- [Material provided]

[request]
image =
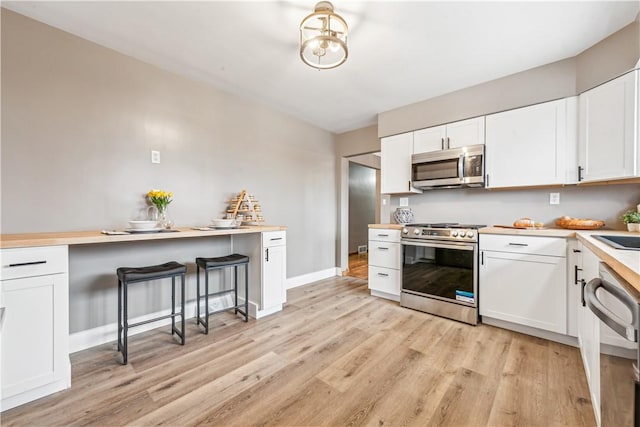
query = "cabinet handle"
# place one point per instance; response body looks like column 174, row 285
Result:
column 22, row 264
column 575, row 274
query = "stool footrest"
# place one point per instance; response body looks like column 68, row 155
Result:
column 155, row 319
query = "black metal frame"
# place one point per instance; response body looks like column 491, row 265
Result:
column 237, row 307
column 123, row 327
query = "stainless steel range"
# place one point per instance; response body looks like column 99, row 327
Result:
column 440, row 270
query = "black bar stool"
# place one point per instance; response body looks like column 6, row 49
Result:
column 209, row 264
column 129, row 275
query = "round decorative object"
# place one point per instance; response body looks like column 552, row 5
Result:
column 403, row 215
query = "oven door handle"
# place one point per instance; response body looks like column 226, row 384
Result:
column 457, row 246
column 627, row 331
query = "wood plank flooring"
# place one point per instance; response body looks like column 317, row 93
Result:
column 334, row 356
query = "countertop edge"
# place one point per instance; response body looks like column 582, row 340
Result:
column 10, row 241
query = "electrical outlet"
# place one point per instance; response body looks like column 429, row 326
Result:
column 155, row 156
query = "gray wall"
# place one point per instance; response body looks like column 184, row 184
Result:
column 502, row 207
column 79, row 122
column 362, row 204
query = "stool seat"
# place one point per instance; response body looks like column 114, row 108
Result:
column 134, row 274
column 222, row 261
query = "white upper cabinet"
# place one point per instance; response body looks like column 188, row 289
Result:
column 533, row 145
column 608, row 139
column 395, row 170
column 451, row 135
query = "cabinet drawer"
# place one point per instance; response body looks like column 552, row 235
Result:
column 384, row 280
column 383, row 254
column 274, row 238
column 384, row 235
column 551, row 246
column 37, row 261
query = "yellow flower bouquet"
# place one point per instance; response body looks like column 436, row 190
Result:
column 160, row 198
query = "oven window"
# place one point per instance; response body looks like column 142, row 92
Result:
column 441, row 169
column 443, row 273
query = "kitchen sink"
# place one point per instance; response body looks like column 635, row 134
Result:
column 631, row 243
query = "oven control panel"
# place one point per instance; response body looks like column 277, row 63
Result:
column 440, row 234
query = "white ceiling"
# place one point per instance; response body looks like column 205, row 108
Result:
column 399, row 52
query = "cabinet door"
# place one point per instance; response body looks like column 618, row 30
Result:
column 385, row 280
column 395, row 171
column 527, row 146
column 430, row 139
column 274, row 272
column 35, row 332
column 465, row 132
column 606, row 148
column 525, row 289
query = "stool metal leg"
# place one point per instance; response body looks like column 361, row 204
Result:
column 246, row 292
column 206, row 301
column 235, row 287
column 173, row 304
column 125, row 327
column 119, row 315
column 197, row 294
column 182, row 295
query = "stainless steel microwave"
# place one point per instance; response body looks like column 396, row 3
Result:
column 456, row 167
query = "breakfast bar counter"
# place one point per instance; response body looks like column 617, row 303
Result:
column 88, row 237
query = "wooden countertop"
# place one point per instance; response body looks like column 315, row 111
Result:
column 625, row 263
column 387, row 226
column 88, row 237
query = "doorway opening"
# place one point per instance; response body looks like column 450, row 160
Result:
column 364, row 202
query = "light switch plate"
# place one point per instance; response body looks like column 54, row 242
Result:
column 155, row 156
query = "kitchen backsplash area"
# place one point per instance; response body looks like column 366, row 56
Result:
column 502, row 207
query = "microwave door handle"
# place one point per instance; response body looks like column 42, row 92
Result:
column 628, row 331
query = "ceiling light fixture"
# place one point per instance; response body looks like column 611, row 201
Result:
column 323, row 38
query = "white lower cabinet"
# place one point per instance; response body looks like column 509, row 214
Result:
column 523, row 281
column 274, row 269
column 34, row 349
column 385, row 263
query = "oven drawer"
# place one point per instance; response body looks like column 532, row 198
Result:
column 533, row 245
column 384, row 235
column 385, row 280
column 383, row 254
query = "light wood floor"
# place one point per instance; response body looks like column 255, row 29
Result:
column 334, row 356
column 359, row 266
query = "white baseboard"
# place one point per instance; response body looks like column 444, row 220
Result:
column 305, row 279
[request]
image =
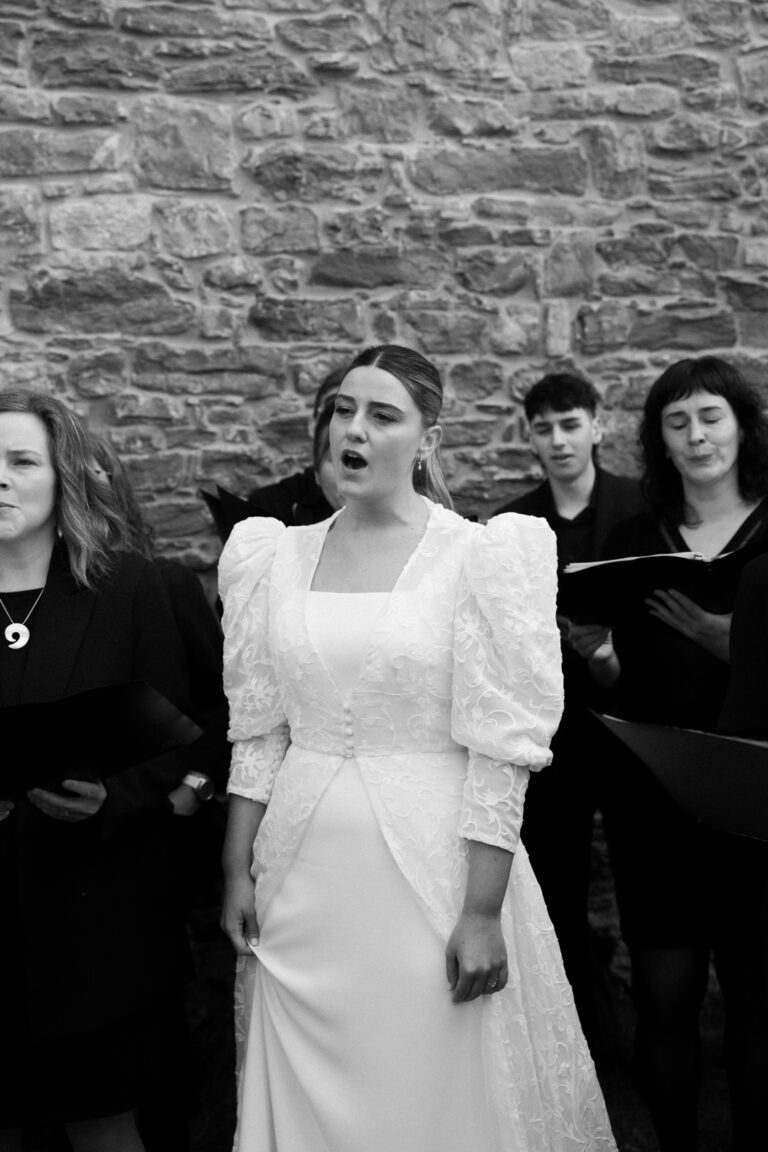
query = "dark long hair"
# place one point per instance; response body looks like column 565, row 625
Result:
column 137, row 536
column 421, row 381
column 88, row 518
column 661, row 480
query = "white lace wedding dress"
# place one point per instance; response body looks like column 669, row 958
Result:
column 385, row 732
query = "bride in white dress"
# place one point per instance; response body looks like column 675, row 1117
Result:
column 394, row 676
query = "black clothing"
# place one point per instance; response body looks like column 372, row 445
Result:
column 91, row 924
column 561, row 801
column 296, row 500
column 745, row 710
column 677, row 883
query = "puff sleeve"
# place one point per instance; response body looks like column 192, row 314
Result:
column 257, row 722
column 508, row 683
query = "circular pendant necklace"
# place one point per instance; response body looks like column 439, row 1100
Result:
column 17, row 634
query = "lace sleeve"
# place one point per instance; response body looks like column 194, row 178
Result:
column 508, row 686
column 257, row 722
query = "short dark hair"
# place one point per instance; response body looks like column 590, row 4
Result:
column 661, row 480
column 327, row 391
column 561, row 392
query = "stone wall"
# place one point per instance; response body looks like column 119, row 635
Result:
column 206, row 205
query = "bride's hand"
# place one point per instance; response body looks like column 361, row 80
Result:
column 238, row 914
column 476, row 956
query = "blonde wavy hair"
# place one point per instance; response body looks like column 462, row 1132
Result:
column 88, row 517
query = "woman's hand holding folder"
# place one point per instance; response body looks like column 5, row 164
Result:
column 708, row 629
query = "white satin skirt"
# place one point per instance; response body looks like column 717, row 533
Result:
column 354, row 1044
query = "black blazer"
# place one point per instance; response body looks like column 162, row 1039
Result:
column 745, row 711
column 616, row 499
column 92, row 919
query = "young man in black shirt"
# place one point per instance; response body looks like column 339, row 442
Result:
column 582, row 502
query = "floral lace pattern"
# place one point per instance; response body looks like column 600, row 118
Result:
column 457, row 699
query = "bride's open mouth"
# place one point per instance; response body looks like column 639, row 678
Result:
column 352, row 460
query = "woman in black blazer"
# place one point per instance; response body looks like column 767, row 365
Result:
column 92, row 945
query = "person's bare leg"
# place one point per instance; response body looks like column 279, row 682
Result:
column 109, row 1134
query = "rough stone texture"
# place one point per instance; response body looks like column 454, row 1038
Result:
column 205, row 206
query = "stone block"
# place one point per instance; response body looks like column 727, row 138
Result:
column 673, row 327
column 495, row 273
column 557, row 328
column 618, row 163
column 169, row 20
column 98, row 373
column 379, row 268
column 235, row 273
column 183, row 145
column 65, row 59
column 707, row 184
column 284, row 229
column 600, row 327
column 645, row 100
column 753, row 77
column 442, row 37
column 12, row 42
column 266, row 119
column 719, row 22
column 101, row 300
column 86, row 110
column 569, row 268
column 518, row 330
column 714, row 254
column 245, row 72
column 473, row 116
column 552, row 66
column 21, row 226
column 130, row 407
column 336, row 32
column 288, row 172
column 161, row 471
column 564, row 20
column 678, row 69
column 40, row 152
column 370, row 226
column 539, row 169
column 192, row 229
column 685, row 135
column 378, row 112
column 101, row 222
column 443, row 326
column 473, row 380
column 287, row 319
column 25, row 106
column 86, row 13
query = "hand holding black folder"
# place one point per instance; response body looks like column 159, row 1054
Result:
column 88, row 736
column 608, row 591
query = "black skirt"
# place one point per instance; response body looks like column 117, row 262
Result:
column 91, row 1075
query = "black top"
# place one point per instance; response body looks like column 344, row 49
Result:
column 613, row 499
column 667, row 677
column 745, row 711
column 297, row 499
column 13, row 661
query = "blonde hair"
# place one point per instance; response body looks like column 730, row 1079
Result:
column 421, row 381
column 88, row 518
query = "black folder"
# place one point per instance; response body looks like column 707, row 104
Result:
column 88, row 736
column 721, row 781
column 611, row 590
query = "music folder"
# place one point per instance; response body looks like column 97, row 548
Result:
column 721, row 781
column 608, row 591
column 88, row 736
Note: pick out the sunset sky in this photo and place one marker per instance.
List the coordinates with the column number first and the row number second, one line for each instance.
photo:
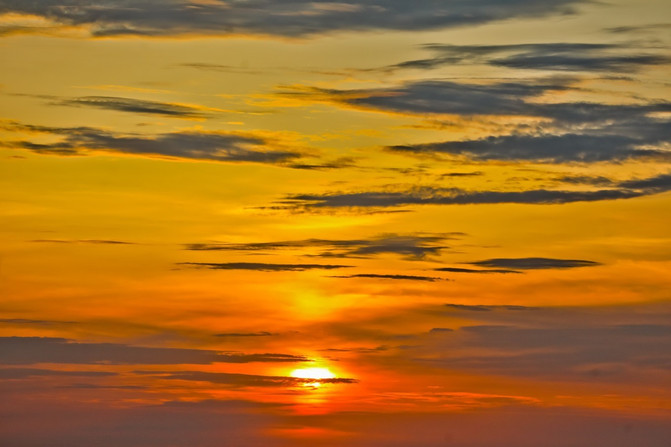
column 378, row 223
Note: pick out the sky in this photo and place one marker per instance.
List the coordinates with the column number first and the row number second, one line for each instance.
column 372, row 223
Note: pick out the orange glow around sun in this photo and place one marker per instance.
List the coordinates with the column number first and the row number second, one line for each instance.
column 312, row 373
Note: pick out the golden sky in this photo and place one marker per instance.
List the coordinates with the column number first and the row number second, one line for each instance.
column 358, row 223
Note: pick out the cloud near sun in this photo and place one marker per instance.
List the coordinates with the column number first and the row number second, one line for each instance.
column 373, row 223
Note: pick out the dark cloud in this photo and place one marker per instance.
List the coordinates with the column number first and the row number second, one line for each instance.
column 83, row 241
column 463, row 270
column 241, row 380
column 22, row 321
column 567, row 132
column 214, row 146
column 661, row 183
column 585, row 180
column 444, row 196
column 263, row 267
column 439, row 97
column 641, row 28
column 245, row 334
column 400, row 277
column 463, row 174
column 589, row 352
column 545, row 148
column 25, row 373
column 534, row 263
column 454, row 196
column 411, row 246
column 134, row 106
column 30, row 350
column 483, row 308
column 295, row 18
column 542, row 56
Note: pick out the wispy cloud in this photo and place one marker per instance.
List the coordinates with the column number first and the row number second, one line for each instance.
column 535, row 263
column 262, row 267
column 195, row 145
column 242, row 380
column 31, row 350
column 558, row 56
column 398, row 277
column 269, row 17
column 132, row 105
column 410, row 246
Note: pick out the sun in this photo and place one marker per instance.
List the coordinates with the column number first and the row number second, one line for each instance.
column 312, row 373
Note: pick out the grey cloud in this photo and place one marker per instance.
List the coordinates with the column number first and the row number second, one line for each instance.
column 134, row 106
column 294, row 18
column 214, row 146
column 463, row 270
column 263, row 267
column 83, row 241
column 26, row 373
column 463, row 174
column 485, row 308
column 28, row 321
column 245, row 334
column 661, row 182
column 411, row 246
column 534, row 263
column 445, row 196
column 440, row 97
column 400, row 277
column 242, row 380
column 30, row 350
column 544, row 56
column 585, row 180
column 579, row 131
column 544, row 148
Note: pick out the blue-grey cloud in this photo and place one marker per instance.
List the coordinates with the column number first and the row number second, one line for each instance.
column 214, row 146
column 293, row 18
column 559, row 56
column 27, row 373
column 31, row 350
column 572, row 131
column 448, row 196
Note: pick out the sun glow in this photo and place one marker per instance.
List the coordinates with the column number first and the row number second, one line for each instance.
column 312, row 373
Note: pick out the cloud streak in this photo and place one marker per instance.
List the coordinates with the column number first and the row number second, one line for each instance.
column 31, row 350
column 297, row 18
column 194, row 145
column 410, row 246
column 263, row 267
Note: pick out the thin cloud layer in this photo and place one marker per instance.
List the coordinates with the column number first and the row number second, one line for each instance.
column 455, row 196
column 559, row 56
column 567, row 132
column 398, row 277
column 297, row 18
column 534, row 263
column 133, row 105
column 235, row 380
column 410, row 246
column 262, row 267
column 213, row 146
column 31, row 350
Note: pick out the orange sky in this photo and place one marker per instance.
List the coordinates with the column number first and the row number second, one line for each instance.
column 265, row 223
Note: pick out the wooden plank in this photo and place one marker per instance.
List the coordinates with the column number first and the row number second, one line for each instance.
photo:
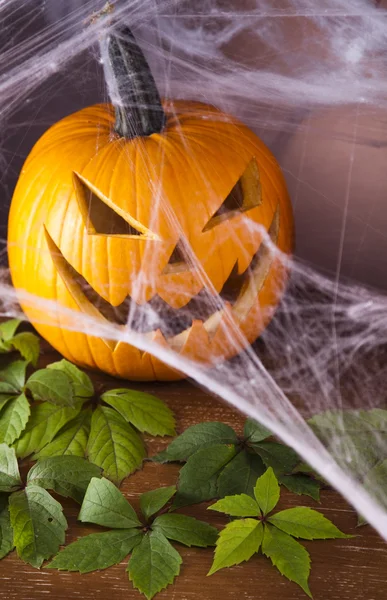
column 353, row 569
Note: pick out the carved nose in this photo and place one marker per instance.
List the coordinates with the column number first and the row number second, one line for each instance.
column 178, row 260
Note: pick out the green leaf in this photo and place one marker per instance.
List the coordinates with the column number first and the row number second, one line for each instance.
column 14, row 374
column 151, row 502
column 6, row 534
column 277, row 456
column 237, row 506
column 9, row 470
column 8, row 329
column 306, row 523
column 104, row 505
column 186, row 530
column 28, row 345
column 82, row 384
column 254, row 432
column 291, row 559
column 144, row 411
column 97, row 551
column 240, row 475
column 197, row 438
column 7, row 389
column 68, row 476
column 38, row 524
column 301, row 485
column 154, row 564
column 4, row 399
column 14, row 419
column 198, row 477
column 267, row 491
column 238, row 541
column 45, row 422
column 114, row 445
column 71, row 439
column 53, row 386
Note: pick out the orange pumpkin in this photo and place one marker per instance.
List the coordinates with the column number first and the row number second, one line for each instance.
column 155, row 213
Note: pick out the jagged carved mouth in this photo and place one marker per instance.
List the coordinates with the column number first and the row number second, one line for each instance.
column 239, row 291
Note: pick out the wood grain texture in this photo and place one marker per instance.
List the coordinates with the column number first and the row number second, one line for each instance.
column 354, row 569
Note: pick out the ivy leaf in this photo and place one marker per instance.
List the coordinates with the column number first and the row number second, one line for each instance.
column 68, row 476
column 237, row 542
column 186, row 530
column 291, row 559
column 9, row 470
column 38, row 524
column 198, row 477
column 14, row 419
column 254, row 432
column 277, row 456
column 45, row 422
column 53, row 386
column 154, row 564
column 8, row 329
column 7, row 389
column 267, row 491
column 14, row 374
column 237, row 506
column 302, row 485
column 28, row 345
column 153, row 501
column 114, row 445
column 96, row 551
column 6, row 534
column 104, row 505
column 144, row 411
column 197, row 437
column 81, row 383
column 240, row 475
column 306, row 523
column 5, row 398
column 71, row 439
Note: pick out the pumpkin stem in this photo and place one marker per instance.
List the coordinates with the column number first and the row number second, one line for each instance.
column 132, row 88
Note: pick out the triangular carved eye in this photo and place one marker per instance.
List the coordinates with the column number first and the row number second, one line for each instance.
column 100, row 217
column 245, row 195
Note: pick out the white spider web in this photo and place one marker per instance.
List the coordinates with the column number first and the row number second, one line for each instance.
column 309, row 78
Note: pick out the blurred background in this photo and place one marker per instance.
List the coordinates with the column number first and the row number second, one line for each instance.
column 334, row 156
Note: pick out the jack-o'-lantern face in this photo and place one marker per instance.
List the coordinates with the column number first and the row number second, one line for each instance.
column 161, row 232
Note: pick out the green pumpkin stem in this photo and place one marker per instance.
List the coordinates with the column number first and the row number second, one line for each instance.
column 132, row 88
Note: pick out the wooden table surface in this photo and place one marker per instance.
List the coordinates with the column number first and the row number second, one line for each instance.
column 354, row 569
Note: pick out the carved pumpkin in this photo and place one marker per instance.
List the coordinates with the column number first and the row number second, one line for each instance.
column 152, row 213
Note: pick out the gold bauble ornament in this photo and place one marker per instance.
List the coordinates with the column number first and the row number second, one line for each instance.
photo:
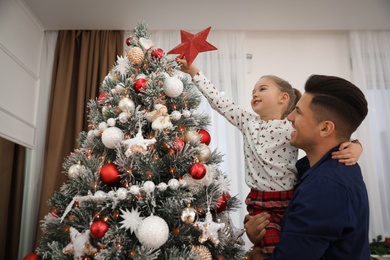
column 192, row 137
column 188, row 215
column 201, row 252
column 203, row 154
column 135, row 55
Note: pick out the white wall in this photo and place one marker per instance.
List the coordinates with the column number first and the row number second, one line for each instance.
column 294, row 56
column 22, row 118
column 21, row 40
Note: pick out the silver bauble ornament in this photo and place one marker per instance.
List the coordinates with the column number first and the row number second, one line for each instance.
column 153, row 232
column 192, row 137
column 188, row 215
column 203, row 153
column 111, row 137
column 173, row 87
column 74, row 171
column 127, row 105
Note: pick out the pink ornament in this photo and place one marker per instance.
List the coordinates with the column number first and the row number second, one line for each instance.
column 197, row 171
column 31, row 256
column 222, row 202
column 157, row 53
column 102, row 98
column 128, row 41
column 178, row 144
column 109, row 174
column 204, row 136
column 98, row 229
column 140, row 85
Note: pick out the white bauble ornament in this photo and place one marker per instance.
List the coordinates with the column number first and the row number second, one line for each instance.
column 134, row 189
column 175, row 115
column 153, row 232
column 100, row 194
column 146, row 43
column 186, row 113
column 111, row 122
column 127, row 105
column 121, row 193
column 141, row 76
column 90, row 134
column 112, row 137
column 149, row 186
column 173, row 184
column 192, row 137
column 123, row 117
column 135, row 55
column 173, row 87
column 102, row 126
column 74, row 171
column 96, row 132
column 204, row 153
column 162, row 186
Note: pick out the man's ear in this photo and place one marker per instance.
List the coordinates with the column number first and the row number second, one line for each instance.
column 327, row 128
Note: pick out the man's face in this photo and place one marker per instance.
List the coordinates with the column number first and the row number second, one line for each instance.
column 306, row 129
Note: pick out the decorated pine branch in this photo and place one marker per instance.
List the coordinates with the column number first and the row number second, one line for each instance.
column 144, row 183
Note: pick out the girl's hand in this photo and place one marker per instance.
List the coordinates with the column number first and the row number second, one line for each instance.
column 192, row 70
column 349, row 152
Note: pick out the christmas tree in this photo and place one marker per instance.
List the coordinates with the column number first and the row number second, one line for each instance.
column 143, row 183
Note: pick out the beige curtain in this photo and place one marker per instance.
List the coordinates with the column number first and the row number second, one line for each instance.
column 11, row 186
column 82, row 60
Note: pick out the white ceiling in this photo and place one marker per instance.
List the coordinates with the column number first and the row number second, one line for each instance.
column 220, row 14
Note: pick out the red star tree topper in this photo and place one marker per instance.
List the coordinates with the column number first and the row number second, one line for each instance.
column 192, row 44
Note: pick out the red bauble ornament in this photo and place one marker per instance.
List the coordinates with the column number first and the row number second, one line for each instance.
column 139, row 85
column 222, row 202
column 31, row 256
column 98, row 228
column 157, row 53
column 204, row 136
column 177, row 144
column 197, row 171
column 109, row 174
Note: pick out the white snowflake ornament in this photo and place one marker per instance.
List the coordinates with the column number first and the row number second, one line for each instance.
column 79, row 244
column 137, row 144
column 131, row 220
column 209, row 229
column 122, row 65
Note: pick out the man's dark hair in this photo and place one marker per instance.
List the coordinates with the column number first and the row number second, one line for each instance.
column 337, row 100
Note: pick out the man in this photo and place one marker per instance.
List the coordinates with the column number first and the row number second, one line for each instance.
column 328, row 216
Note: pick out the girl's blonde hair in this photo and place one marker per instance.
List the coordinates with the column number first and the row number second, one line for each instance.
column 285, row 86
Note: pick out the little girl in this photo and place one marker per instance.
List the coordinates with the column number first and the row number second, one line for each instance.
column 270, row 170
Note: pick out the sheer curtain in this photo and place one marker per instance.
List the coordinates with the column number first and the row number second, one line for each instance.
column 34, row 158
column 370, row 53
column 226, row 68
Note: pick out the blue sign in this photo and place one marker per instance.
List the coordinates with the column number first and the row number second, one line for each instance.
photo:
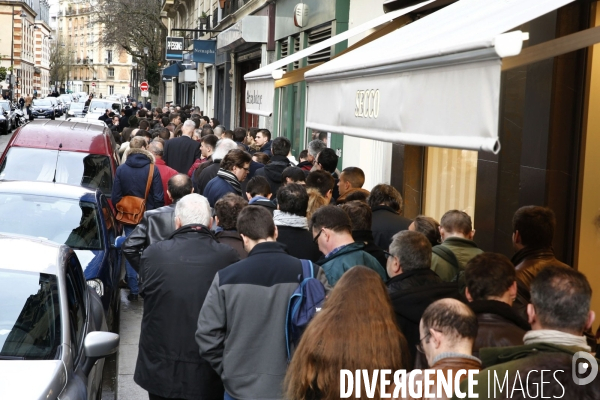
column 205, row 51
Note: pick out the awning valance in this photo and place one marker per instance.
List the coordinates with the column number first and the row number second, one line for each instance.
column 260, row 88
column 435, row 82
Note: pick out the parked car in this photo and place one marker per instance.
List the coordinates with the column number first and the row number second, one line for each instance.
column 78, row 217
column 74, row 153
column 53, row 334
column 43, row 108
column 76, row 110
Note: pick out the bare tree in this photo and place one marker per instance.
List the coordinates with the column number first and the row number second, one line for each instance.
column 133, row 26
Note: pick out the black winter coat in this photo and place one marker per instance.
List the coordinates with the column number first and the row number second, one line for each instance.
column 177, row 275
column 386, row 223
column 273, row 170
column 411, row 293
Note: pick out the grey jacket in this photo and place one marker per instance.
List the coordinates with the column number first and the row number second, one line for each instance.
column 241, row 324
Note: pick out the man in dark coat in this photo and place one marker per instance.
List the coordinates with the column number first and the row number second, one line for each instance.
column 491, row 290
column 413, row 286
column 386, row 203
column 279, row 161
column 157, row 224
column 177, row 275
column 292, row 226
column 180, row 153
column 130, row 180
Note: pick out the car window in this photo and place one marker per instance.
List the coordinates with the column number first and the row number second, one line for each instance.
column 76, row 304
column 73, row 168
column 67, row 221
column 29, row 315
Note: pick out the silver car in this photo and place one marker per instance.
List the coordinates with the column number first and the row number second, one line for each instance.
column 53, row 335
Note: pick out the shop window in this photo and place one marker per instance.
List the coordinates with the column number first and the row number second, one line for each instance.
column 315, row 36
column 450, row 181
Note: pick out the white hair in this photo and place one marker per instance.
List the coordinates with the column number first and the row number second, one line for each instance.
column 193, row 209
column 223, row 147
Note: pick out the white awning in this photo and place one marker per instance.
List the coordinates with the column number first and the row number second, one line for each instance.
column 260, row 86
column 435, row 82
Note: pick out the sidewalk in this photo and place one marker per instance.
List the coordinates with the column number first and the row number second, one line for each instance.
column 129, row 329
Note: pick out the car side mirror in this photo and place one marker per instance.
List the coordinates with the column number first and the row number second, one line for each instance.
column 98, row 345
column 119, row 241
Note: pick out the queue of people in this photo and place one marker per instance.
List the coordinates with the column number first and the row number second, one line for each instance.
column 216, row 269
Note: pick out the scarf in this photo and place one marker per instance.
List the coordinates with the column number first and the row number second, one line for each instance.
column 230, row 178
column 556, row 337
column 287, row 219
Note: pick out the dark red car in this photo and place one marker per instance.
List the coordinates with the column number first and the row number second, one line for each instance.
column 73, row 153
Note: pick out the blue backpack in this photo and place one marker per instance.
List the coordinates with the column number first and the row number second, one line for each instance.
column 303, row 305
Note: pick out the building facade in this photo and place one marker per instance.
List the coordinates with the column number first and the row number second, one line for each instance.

- [What the task asks] Examine the listing line by line and give the number of lines where "kitchen" occurs, with nothing added.

- [Task answer] 2